**The request:** Copy the part of the items below that opens with the line containing "of the blurred" and continues through the last item, keeping every line unchanged. Include both the first and last lines of that part, and nothing else.

**Input:**

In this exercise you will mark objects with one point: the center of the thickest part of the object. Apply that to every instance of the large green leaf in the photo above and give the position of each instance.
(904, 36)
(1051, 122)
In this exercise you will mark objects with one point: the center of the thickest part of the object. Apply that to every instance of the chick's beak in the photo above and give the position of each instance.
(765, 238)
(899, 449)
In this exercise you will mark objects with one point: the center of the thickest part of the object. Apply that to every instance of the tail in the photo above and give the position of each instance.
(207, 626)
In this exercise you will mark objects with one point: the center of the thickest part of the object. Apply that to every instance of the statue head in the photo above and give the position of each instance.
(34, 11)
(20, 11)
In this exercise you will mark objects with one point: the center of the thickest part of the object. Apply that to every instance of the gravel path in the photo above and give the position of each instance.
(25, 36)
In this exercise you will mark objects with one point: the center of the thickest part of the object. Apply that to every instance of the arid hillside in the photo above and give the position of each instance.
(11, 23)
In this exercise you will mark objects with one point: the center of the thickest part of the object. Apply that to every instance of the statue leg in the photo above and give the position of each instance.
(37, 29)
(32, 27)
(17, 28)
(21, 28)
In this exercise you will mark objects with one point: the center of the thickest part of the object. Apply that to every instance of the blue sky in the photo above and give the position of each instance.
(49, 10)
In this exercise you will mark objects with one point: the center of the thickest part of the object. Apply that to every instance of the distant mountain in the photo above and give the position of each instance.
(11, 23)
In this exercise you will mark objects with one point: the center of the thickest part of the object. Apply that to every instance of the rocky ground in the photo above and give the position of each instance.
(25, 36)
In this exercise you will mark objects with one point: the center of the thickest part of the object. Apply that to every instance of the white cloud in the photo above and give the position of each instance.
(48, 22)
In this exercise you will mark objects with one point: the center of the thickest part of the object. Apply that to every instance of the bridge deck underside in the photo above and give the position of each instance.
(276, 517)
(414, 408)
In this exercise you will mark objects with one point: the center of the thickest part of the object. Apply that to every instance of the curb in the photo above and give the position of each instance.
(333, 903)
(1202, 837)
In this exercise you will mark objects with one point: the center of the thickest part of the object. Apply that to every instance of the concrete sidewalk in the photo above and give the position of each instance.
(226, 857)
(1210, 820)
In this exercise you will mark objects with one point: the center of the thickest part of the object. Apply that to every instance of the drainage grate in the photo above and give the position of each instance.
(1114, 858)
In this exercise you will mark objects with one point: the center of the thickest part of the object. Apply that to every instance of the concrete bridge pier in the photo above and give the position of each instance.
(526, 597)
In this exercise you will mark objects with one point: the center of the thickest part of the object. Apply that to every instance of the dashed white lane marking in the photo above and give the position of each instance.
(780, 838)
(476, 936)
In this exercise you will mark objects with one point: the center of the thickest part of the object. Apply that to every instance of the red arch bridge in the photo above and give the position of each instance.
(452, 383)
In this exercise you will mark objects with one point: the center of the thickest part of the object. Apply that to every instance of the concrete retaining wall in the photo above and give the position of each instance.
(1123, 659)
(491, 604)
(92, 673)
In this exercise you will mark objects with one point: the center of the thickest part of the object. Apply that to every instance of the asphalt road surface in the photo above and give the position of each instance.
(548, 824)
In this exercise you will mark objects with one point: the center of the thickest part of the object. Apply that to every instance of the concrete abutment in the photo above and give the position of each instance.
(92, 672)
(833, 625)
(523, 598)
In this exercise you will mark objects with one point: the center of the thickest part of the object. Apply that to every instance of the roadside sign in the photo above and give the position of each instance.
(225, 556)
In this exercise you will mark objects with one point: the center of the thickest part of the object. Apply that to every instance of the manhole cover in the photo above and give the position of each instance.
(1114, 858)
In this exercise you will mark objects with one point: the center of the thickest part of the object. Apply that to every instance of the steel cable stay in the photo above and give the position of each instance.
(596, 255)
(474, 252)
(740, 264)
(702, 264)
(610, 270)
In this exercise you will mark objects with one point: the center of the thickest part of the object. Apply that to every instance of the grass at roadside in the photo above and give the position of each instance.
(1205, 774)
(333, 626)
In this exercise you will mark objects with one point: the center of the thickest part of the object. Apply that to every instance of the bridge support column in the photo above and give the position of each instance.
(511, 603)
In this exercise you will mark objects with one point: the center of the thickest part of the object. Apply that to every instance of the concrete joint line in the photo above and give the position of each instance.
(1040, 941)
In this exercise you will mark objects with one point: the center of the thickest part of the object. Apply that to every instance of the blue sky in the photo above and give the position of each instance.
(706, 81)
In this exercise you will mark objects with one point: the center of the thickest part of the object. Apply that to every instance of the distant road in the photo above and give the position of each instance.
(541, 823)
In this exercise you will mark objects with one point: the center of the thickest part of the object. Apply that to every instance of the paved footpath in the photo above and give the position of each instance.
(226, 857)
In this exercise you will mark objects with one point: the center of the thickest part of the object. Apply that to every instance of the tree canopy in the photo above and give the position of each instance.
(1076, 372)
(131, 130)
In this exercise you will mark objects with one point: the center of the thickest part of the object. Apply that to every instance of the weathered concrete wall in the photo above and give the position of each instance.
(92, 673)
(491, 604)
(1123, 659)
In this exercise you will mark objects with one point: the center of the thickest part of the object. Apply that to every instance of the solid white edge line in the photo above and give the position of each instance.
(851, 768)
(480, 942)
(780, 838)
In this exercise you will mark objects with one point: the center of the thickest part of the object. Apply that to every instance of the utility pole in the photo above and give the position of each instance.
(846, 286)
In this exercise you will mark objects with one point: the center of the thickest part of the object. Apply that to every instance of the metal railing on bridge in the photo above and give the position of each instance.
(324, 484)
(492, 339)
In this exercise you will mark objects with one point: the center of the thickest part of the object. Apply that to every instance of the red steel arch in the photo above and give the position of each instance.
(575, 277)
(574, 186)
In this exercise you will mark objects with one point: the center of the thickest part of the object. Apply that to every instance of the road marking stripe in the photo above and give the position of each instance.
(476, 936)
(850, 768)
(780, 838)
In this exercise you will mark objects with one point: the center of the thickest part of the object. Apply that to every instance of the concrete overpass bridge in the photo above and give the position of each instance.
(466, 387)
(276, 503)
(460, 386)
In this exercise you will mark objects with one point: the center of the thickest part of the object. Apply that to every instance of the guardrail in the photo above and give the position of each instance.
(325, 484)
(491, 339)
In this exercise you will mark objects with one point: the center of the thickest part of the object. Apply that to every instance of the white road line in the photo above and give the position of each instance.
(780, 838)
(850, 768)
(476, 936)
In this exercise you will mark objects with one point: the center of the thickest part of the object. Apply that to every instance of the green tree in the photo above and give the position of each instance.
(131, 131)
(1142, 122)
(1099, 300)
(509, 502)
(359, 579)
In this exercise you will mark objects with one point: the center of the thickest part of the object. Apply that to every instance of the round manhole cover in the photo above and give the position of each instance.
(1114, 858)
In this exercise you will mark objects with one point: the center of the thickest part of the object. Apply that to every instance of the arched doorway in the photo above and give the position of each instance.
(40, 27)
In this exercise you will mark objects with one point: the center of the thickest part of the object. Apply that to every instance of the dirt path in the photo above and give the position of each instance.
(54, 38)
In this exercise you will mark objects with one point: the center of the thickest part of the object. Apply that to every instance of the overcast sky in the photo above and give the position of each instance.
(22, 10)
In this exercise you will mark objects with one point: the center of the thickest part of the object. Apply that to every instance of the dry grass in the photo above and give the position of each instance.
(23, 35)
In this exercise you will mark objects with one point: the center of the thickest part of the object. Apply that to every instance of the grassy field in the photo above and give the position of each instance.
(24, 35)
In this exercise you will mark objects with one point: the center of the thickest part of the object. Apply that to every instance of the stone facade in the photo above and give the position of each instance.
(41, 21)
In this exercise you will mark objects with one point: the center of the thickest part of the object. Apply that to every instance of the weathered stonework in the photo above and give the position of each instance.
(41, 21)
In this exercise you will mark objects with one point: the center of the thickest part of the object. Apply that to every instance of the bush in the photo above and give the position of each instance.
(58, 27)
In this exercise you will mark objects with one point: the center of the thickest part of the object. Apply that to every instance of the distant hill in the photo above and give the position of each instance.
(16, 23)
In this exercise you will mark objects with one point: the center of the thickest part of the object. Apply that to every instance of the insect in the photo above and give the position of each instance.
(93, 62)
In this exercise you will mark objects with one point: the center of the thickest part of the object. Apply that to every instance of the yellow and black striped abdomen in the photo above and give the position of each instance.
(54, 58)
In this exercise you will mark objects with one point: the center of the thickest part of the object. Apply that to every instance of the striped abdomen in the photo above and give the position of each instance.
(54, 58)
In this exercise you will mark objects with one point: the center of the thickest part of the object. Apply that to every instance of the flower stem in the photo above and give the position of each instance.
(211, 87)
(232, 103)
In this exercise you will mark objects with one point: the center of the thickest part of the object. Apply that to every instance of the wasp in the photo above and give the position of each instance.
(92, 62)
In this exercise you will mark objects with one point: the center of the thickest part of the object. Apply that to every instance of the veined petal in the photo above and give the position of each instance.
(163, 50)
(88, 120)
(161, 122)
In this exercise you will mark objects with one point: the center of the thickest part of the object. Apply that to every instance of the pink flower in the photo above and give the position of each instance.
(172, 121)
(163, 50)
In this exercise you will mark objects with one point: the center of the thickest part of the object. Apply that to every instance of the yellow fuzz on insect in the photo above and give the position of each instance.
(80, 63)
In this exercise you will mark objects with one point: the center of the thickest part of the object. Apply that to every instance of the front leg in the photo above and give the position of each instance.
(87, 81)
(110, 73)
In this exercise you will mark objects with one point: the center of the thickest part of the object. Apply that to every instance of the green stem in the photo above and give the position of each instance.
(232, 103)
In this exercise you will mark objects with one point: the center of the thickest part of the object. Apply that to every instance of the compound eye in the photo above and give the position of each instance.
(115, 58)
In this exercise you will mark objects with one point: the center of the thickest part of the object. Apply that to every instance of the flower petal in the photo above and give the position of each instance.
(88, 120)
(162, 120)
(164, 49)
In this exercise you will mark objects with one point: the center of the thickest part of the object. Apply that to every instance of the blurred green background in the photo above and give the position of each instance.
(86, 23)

**Result of this task:**
In this exercise you will mark objects with one point: the center of the thickest part of the object. Apply that to every instance of the blurred green background in the photo above and give the position of each instance.
(86, 23)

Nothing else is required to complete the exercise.